Position annotation records:
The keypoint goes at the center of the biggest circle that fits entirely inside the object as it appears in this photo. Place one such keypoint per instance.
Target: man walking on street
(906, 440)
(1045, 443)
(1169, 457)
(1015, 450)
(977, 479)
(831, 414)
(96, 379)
...
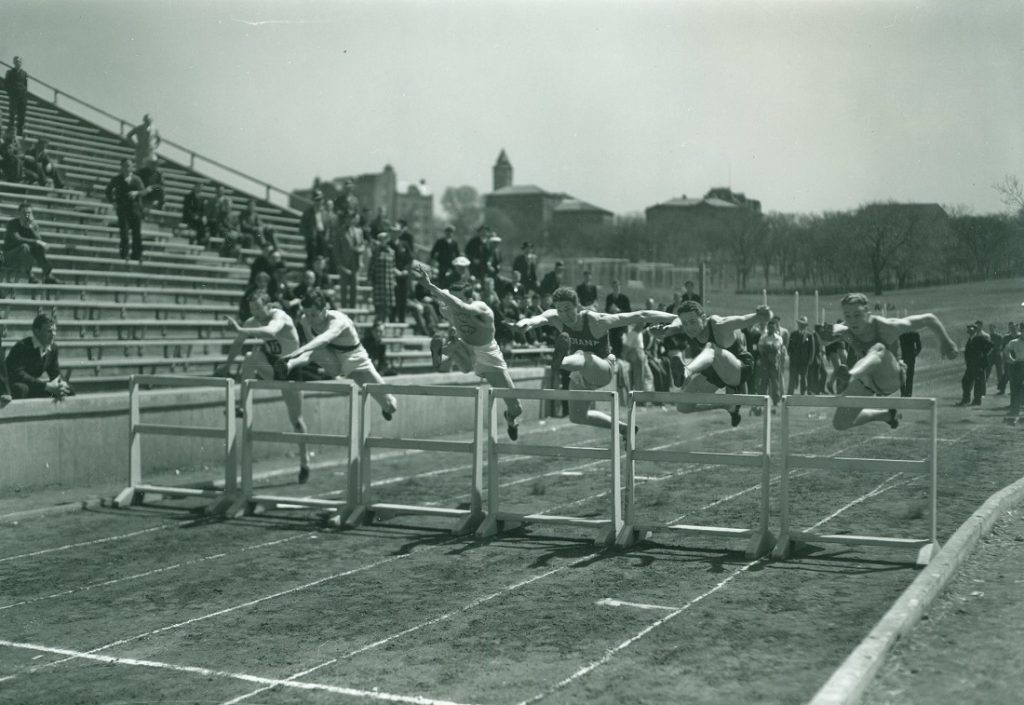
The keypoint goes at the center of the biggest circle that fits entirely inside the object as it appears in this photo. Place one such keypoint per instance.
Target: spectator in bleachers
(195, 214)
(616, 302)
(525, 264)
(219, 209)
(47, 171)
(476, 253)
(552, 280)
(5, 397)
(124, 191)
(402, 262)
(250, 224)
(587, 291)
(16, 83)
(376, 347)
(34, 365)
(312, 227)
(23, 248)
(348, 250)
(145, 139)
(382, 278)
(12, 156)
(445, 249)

▶ **WRITTEN INSTRUCTION**
Locate every line in the records above that contains the string "Target", and copy each such line in full. Matching is case-sensitive.

▶ **RESULT**
Target: man walking on street
Target: spectator in bleachers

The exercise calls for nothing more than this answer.